PROBLEM DESCRIPTION => Count the lines of the material below that contain the string "instance", treating case as significant. Give only the number.

[Data extracted from a collection]
--- Start ---

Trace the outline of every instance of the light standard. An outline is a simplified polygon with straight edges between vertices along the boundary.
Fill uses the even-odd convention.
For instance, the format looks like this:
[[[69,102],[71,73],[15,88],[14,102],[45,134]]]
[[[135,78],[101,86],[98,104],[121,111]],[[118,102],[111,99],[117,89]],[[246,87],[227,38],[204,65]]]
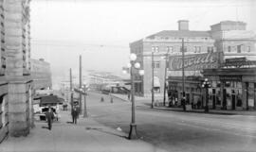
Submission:
[[[184,56],[185,56],[185,46],[184,46],[184,38],[182,38],[182,106],[183,110],[186,110],[186,97],[185,97],[185,71],[184,71]]]
[[[137,125],[135,121],[135,84],[134,84],[134,74],[135,72],[137,72],[137,70],[140,68],[140,64],[138,62],[136,62],[137,55],[132,53],[130,55],[130,64],[128,64],[128,67],[130,68],[130,74],[131,74],[131,101],[132,101],[132,122],[130,124],[130,132],[129,132],[129,139],[137,139]],[[125,71],[123,71],[125,73]],[[138,74],[140,76],[144,75],[144,70],[138,70]]]
[[[84,110],[83,110],[83,118],[86,118],[86,117],[88,117],[88,114],[87,114],[87,108],[86,108],[86,86],[85,86],[85,84],[83,84],[82,86],[82,88],[83,89],[83,93],[84,93],[84,104],[83,104],[83,109],[84,109]]]
[[[209,112],[209,106],[208,106],[208,89],[210,87],[210,84],[208,80],[208,78],[206,78],[202,84],[202,88],[206,89],[206,106],[205,106],[205,112]]]
[[[84,84],[80,89],[74,89],[75,92],[79,93],[80,94],[84,95],[83,118],[88,117],[87,109],[86,109],[86,94],[87,94],[86,90],[87,90],[87,87]]]
[[[164,71],[164,98],[163,98],[163,106],[165,106],[165,93],[166,93],[166,73],[167,73],[167,64],[168,64],[168,55],[171,47],[167,47],[167,52],[165,55],[165,71]]]
[[[158,53],[159,52],[159,49],[158,49],[158,46],[152,46],[152,54],[151,54],[151,59],[152,59],[152,90],[151,90],[151,93],[152,93],[152,101],[151,101],[151,108],[153,109],[154,106],[154,101],[155,101],[155,93],[154,93],[154,68],[155,68],[155,61],[154,61],[154,53]]]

--- End ---

OUTPUT FOR THIS EXERCISE => 2